# Work request:
Images do not belong in the copy; retype the rest of the entries below exactly.
**** The input ****
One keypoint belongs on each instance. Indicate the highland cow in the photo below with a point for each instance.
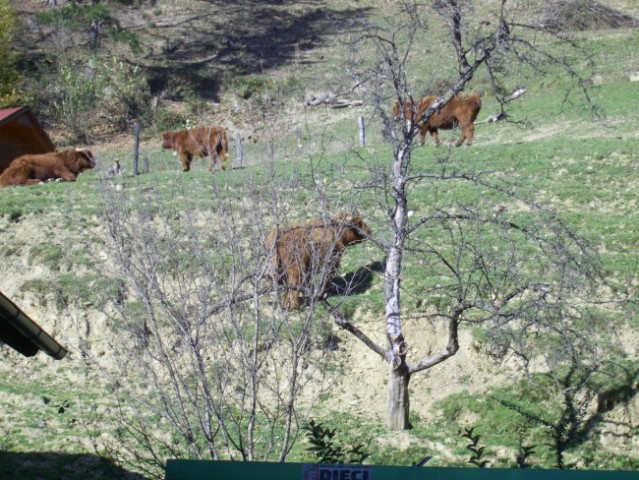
(300, 252)
(31, 169)
(199, 141)
(461, 110)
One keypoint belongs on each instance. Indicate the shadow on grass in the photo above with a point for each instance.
(354, 283)
(59, 466)
(229, 38)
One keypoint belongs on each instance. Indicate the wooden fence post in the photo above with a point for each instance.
(238, 148)
(136, 152)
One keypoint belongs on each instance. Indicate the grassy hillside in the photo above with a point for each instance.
(253, 78)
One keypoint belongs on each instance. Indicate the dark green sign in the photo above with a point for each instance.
(209, 470)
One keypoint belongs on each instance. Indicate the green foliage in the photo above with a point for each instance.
(124, 93)
(166, 120)
(9, 75)
(327, 447)
(75, 100)
(476, 450)
(75, 14)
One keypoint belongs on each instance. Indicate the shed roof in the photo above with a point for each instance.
(20, 134)
(24, 335)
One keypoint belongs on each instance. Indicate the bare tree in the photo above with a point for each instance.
(206, 362)
(523, 276)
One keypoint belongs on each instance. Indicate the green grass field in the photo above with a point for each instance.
(580, 163)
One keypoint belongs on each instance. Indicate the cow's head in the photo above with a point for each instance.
(167, 140)
(355, 229)
(84, 159)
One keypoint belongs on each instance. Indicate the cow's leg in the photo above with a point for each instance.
(68, 176)
(422, 135)
(28, 181)
(470, 134)
(185, 160)
(435, 134)
(292, 296)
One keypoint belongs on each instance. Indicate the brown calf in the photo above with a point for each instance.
(199, 141)
(32, 169)
(300, 251)
(462, 110)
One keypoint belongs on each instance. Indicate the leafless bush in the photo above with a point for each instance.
(204, 361)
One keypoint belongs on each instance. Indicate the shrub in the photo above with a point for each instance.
(9, 76)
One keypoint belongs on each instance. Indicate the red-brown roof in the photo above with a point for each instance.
(7, 112)
(20, 134)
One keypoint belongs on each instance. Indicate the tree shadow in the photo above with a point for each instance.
(230, 38)
(356, 282)
(57, 466)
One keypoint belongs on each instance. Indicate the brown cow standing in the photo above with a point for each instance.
(301, 251)
(199, 141)
(32, 169)
(462, 110)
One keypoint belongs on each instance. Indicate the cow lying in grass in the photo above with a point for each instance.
(199, 141)
(299, 252)
(63, 165)
(462, 110)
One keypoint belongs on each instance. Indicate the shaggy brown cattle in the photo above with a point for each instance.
(199, 141)
(301, 251)
(32, 169)
(462, 110)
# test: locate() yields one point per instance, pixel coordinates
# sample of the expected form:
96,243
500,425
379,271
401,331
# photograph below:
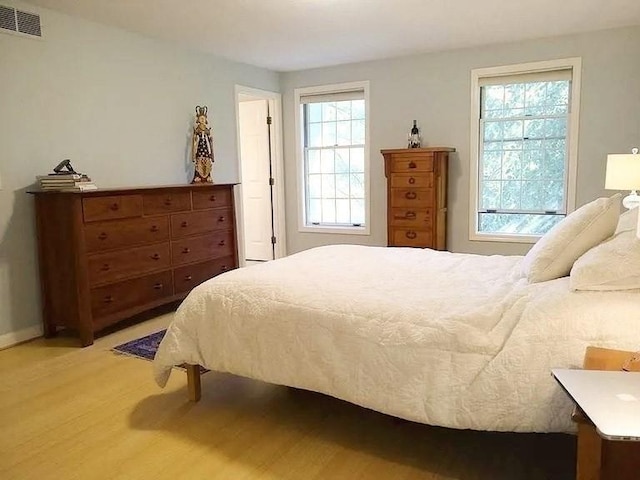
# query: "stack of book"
67,182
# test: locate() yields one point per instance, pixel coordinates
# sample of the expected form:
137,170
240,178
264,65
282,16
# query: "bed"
456,340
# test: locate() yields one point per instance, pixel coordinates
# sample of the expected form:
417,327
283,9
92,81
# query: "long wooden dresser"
106,255
417,196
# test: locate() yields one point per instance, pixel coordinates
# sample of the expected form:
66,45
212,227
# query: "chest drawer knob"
411,195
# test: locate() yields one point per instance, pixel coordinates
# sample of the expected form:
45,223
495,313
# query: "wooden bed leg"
193,382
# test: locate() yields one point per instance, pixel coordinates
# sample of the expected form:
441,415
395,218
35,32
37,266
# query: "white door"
256,191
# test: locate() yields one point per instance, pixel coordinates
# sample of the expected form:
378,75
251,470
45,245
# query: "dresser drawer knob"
411,195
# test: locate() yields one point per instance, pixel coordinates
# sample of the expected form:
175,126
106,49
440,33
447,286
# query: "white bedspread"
446,339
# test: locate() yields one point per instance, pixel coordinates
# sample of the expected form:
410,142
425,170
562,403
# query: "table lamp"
623,173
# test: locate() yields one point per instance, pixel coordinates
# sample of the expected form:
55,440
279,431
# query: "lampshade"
623,171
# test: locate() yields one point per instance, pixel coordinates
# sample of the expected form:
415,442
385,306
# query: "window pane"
524,224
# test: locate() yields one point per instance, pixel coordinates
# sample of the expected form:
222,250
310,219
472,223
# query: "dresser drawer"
412,197
110,208
415,180
185,224
185,278
196,249
114,266
166,202
412,218
130,293
407,237
101,236
412,163
211,198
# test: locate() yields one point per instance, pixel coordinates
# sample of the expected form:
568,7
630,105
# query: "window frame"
575,65
300,159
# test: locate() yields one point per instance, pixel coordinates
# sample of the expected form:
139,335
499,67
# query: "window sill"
503,238
335,230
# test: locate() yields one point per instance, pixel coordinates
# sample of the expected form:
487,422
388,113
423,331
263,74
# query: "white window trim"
300,92
575,64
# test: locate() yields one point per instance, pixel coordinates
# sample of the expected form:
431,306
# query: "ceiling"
286,35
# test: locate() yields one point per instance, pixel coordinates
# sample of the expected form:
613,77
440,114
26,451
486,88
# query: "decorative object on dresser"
202,148
417,196
109,254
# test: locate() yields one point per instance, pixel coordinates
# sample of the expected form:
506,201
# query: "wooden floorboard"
72,413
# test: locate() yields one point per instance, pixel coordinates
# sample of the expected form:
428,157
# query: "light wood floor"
71,413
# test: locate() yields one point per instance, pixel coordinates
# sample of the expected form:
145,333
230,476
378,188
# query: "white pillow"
612,265
553,255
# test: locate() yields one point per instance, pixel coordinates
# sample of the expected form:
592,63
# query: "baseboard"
13,338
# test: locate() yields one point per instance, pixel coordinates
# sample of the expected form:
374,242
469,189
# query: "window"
524,147
333,158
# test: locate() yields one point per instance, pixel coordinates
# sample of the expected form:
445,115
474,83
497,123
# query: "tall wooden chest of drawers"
106,255
417,196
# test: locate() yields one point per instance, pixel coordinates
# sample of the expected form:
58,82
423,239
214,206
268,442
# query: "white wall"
120,106
435,90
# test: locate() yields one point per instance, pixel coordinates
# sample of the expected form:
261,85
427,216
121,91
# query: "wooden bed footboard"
193,382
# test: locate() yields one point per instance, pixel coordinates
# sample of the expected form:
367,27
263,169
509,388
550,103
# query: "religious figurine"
202,148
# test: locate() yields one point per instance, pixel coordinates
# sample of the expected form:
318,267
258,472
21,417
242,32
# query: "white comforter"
446,339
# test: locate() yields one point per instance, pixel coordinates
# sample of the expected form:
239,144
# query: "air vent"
17,21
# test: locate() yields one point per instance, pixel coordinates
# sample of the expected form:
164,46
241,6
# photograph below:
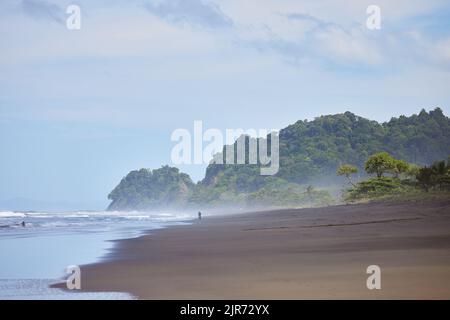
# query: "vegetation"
347,170
405,178
164,187
313,150
396,157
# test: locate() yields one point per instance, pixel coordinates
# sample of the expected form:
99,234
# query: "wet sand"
288,254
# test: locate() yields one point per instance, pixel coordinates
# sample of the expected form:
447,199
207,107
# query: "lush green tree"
347,170
426,178
380,163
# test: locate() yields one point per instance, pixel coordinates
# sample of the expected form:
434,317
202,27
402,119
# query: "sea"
35,255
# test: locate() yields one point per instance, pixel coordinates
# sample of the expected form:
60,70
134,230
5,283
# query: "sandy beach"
288,254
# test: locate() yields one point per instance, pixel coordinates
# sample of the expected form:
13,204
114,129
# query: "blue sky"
79,109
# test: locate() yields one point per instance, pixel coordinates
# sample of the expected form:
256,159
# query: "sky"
81,108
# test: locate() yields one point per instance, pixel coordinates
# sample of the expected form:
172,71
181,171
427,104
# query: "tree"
400,167
380,163
347,170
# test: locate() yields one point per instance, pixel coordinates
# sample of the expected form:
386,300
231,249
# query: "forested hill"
309,151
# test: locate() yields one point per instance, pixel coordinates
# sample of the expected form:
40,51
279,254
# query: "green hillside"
310,151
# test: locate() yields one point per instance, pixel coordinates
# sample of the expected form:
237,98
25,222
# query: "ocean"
36,255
****
# Written answer:
One keypoint belongs on each instance. Indicate the highland cow in the photo below with a point for each instance.
(300, 252)
(31, 169)
(199, 141)
(461, 110)
One keypoint belongs on each instance. Indicate the shadow on grass in the photo above with a point for each instance.
(354, 283)
(59, 466)
(229, 38)
One keypoint belongs on each instance. Indicate the wooden fence post in the photo above with a point for each instance.
(238, 148)
(136, 152)
One keypoint belongs on each instance. Indicate the grassy hillside in the photo above with a point for each instance.
(253, 78)
One keypoint belongs on each instance. Indicate the dark green sign in the photo above with a point for each instance.
(209, 470)
One keypoint belongs on each instance. Indicate the green foliage in the photo above with a point for each instance.
(124, 93)
(166, 120)
(9, 75)
(327, 447)
(75, 100)
(476, 450)
(75, 14)
One keypoint belongs on each instance. Indicate the shed roof in the photo above with a point for each instance.
(20, 134)
(24, 335)
One keypoint belongs on each instance. Indicate the bare tree in the photo above with a point for each instance.
(206, 362)
(523, 276)
One keypoint belongs on each instance. Indicate the green grass field in the photo above with a point for each instance.
(580, 163)
One keypoint belongs on each instance. Indicate the cow's head in the photo above with a point for each instance.
(167, 140)
(355, 229)
(84, 159)
One keypoint belongs on each instance. Indicate the cow's leg in the photo above with a point for each instance.
(68, 176)
(422, 135)
(28, 181)
(470, 134)
(185, 160)
(435, 134)
(292, 296)
One keypoint belongs on each instance. Indicate the brown calf in the photo above with a point for each instance.
(199, 141)
(32, 169)
(300, 251)
(462, 110)
One keypoint belongs on each instance. Indicate the leafless bush in the photo above with a point for each instance.
(204, 361)
One keypoint belongs on each instance. Indicate the shrub in the photo above with a point for each instance.
(9, 76)
One keypoint belongs on each instance. Indicate the red-brown roof in the photo above with a point for each instance.
(7, 112)
(20, 134)
One keypoint belongs on each instance. Indicate the tree shadow in the photo above with a point for each instance.
(230, 38)
(356, 282)
(57, 466)
One keypoint belongs on each instance. Indicate the brown cow standing in the photo above with a point for each instance.
(301, 251)
(199, 141)
(32, 169)
(462, 110)
One keypoint belongs on each instance. Indicate the cow lying in grass in the photo above with a point for each instance.
(199, 141)
(299, 252)
(63, 165)
(462, 110)
One keypoint belongs on each instance. Indicate the shaggy brown cattle in the photo above with a point for each instance.
(199, 141)
(301, 251)
(32, 169)
(462, 110)
# test: locate() yields one point per instance, pixel coordinates
# sample of the expected form:
96,243
500,425
379,271
401,331
# photograph below:
# query: "stack of book"
67,182
# test: locate() yields one point per instance, pixel coordinates
# sample of the expected form:
137,170
240,178
264,65
282,16
# query: "bed"
456,340
# test: locate() yields one point per instance, pixel coordinates
# sample of the expected form:
417,327
283,9
92,81
# query: "long wooden dresser"
106,255
417,196
# test: locate() yields one point per instance, pixel coordinates
# sample of the expected form:
66,45
212,227
# query: "chest drawer knob"
411,195
# test: locate() yields one point per instance, pixel coordinates
# sample of the expected form:
45,223
495,313
# query: "wooden bed leg"
193,382
# test: locate() yields one point per instance, pixel coordinates
# sample of the expected form:
441,415
395,218
35,32
37,266
# query: "white door"
256,191
# test: locate() yields one point per instance, pixel coordinates
# sample of the expected form:
378,75
251,470
45,245
# query: "dresser drawer knob"
411,195
# test: locate() yields one point per instance, pixel coordinates
# sample of the expected form:
175,126
106,49
440,33
447,286
# query: "white bedspread"
446,339
# test: locate() yields one point per instance, pixel coordinates
# sample of the expected form:
410,142
425,170
562,403
# query: "table lamp"
623,173
# test: locate() yields one point per instance, pixel coordinates
# sample of the expected form:
55,440
279,431
# query: "lampshade"
623,171
# test: locate() yields one point per instance, pixel coordinates
# sample of the expected form:
415,442
385,306
# query: "window pane"
524,224
# test: locate() yields one point per instance, pixel coordinates
# sample of the expected form:
222,250
310,219
472,223
# query: "dresser drawer"
412,197
110,208
415,180
185,224
185,278
196,249
114,266
166,202
412,218
130,293
407,237
101,236
412,163
211,198
# test: locate() yields one point per instance, pixel coordinates
# sample of the expected form:
568,7
630,105
# query: "window frame"
575,65
300,159
# test: locate() yields one point per instance, pixel coordinates
# sample of the expected form:
139,335
499,67
# query: "window sill"
503,238
335,230
# test: locate() yields one point per instance, pixel coordinates
# sample of the expected form:
487,422
388,113
423,331
263,74
# query: "white window trim"
300,92
575,64
# test: locate() yields one point per instance, pixel coordinates
# sample of the expected form:
431,306
# query: "ceiling"
286,35
# test: locate() yields one point per instance, pixel coordinates
# sample of the expected form:
613,77
440,114
26,451
486,88
# query: "decorative object on dresser"
202,148
417,196
109,254
# test: locate() yields one point per instance, pixel coordinates
# sample of the expected form:
506,201
# query: "wooden floorboard"
72,413
# test: locate() yields one point per instance, pixel coordinates
# sample of the expected form:
428,157
# query: "light wood floor"
71,413
# test: locate() yields one point per instance, pixel coordinates
# sample of the expected form:
145,333
230,476
378,188
# query: "white pillow"
612,265
553,255
# test: locate() yields one point per instance, pixel coordinates
# sample of the expected form:
592,63
# query: "baseboard"
13,338
# test: locate() yields one point per instance, pixel coordinates
# sample of the expected form:
374,242
469,189
# query: "window"
524,147
333,158
# test: locate() yields one point per instance, pixel coordinates
# sample of the expected form:
445,115
474,83
497,123
# query: "tall wooden chest of drawers"
106,255
417,196
# test: locate() yields one point per instance, pixel coordinates
# sample of the expected form:
58,82
423,239
214,206
268,442
# query: "white wall"
120,106
435,90
# test: locate() yields one point per instance, pixel coordinates
# sample of the expected form:
261,85
427,216
121,91
# query: "wooden bed footboard"
193,382
# test: locate() yields one point per instance, pixel coordinates
# sample of the expected form:
367,27
263,169
509,388
550,103
# query: "religious figurine"
202,148
# test: locate() yields one point per instance, pixel coordinates
# sample of the expected form:
318,267
258,472
21,417
242,32
# query: "white comforter"
446,339
# test: locate() yields one point per instance, pixel coordinates
# sample of the expected form:
239,144
# query: "air vent"
17,21
# test: locate() yields one point per instance, pixel coordinates
# sample of the expected form:
164,46
241,6
# photograph below:
# query: "vegetation"
347,170
405,178
164,187
313,150
396,157
# test: locate() yields one point per instance, pixel coordinates
# sample of the expected form:
99,234
# query: "wet sand"
288,254
# test: locate() yields one point per instance, pixel coordinates
# sample of the expected form:
447,199
207,107
# query: "lush green tree"
347,170
426,178
380,163
# test: locate() yields one point per instance, pixel coordinates
# sample of the expected form:
434,317
202,27
402,119
# query: "sea"
35,255
# test: locate() yields one point per instance, pixel coordinates
# sample of the expected form:
60,70
134,230
5,283
# query: "sandy beach"
288,254
# test: locate() yields one point per instance, pixel coordinates
# sample of the expected form:
13,204
114,129
# query: "blue sky"
79,109
# test: locate() yields one point per instance, pixel coordinates
# sample of the expected form:
256,159
# query: "sky"
81,108
# test: locate() yields one point per instance, pixel coordinates
# sample of the expected form:
172,71
181,171
427,104
# query: "tree"
400,167
380,163
347,170
# test: locate() yields one point per instance, pixel coordinates
# sample of the expected form:
386,300
231,249
# query: "forested hill"
309,151
# test: locate() yields one point per instance, pixel coordinates
# sample of the expected form:
40,51
279,254
# query: "green hillside"
310,151
# test: locate() yields one point per instance, pixel coordinates
# sample of the expected form:
237,98
25,222
# query: "ocean"
36,255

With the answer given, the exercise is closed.